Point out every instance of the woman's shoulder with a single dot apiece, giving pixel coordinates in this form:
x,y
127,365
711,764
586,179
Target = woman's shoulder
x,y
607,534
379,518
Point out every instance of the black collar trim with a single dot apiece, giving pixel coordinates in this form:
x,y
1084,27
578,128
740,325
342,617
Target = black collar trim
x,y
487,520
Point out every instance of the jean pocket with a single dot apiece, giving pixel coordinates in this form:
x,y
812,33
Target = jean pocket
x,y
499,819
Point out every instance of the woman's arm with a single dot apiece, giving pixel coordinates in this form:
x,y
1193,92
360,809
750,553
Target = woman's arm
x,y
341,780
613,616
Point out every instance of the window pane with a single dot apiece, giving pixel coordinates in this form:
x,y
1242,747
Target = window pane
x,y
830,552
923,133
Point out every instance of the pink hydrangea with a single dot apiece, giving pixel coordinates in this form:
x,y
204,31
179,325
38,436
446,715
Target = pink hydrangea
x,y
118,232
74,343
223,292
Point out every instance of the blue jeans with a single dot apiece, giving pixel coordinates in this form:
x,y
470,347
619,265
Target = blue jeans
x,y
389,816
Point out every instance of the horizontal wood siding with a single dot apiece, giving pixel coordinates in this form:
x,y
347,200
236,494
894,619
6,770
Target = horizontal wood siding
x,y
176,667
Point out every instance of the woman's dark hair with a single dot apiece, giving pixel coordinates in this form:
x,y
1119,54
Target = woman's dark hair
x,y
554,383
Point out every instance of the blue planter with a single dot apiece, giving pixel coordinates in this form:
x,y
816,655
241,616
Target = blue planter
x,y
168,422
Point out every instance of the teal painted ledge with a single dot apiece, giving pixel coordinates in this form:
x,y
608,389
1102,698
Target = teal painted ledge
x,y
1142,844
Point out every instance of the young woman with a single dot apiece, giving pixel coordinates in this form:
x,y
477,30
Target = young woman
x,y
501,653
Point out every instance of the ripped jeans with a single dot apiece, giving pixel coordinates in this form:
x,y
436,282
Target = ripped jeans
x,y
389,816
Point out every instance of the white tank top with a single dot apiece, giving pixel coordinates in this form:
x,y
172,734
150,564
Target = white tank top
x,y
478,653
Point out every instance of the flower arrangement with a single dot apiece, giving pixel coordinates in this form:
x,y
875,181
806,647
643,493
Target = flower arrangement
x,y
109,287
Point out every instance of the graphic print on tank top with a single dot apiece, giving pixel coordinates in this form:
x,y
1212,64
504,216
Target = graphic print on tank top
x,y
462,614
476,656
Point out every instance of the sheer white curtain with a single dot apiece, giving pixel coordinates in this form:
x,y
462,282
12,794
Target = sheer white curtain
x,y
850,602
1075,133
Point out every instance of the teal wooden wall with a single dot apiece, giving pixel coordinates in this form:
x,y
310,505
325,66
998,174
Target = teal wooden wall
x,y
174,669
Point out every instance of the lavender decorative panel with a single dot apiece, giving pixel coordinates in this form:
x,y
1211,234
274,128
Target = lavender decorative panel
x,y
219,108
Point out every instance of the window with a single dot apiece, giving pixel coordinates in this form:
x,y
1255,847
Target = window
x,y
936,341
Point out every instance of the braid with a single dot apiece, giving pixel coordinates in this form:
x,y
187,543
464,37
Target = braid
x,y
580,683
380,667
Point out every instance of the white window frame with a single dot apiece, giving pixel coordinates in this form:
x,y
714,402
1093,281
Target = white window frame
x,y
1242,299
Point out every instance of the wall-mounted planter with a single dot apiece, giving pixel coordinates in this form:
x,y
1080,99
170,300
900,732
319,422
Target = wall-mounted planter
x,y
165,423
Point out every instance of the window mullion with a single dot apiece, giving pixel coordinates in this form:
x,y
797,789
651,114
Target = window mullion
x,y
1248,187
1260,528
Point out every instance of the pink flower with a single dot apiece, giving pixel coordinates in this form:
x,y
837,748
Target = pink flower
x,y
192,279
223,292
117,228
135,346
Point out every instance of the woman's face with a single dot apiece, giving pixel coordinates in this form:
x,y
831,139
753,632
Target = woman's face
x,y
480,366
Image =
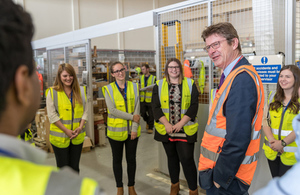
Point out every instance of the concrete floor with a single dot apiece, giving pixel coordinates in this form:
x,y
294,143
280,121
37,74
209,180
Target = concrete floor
x,y
97,164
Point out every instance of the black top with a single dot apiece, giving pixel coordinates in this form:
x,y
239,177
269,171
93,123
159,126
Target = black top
x,y
191,112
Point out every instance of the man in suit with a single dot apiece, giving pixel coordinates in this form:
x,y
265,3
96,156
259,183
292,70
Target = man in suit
x,y
230,144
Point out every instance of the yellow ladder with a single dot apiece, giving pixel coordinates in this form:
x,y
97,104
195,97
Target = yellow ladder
x,y
177,47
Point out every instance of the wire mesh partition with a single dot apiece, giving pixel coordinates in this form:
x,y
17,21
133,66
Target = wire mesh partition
x,y
259,23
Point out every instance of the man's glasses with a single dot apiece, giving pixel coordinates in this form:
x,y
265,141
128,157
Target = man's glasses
x,y
173,67
214,45
118,71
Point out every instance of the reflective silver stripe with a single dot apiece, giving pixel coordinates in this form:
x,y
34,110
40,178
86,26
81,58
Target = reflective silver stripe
x,y
58,134
160,82
215,131
63,135
117,129
283,132
250,159
110,91
112,116
214,156
55,100
177,135
255,135
211,128
136,93
290,149
69,122
286,149
209,154
82,96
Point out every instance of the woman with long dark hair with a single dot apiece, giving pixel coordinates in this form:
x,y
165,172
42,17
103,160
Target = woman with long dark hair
x,y
283,105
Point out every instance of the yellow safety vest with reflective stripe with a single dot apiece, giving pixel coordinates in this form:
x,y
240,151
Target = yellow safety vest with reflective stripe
x,y
148,93
117,128
69,116
288,156
17,176
190,128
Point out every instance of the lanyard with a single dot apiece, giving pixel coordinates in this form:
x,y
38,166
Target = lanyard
x,y
230,71
7,153
125,89
281,121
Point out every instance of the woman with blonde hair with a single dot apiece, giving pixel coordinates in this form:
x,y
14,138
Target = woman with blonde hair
x,y
282,107
123,129
175,107
67,114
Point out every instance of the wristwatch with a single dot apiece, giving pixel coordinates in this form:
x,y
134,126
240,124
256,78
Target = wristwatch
x,y
283,143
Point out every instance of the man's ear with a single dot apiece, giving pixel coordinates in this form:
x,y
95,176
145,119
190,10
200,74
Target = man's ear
x,y
22,85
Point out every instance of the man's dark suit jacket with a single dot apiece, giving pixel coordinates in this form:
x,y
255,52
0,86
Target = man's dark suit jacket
x,y
239,110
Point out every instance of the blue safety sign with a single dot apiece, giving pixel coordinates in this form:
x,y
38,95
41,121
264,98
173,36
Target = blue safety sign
x,y
268,73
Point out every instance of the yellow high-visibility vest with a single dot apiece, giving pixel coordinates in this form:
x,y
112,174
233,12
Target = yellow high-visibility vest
x,y
288,156
117,128
146,96
69,116
190,128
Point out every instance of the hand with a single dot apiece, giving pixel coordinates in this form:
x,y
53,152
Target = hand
x,y
276,146
217,185
136,118
70,133
133,135
169,128
77,131
177,127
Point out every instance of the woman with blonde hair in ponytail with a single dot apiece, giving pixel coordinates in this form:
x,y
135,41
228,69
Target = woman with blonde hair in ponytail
x,y
67,114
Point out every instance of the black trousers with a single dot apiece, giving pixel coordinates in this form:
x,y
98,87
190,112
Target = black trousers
x,y
277,168
147,114
69,156
181,152
117,152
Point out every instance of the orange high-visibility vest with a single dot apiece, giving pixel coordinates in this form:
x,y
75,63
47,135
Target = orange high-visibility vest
x,y
215,130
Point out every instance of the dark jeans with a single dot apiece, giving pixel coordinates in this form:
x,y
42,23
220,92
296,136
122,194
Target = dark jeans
x,y
69,156
236,188
181,152
147,114
117,152
277,168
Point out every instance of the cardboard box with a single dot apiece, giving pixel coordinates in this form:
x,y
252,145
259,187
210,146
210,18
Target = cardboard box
x,y
87,144
98,117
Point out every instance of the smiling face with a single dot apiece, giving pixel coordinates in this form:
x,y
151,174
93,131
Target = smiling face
x,y
173,70
223,54
118,72
66,79
286,80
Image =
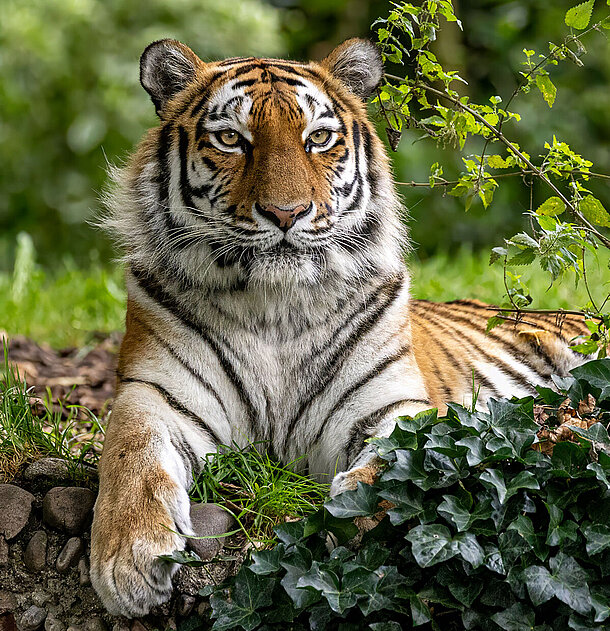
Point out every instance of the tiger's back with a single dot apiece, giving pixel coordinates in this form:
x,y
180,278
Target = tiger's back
x,y
268,299
458,357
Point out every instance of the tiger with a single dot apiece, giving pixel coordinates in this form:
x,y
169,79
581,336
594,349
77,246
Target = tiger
x,y
269,299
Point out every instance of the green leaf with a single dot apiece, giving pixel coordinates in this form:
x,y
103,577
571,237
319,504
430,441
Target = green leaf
x,y
360,502
547,87
551,207
519,617
431,544
598,538
250,592
580,15
594,211
596,373
267,561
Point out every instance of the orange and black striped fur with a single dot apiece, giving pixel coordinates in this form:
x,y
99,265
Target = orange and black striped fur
x,y
269,299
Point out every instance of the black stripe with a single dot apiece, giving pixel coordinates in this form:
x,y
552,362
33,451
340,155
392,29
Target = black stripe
x,y
202,381
459,361
362,429
153,289
518,377
186,453
507,345
363,381
390,291
173,403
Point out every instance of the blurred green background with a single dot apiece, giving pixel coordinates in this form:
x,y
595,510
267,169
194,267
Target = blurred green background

## Request
Copy the final portion of the records: every line from the one containing "Point out every instance of the dark" through the last, word for word, without pictures.

## Answer for the task
Point out every instance of the dark jeans with a single dot apiece, giving pixel coordinates in this form:
x,y
42,23
220,92
296,136
122,194
Target = dark jeans
x,y
69,156
236,188
181,152
147,114
117,152
277,168
Point out every instance of the cardboard box with a single dot apiece, giving pixel coordinates in this form:
x,y
252,145
259,187
210,146
210,18
Target = cardboard box
x,y
87,144
98,117
Point out every instance of the smiling face with a single dot apiece, giving pixel coordinates in this form:
x,y
151,174
93,131
Target = smiling face
x,y
173,70
223,54
118,72
66,79
286,80
Image =
Point out every instance of the tiger's back with a single dot apiece, giving pixel coordinates in this form:
x,y
180,278
Target = tiger's back
x,y
268,299
458,357
Point out every instance of the tiger with a single dot apiece, giving pixel coordinates in this form:
x,y
169,79
581,336
594,349
77,246
Target = tiger
x,y
269,299
Point out every instance of the green leaf with a single dot apiece, giving pixel coordinates in this form:
x,y
103,577
571,237
319,504
430,441
Target = green leaf
x,y
360,502
547,87
551,207
519,617
431,544
598,538
250,592
580,15
594,211
596,373
267,561
Point out every instance of the orange and black striped fur with a single dot apiece, giving pixel coordinates in this form:
x,y
99,265
Target = orange and black striped fur
x,y
269,299
Point out every instance of the black stripe with a single dot apiece, giving pixel coordinates in this form:
x,y
552,362
33,451
340,155
392,29
Target = black stripe
x,y
202,381
459,361
362,429
153,289
518,377
186,453
507,345
363,381
390,291
173,403
Point out every instance of the blurred green background with a single dot apiece, giving pixel coordinates in this form:
x,y
595,510
267,169
194,267
Target = blurred green background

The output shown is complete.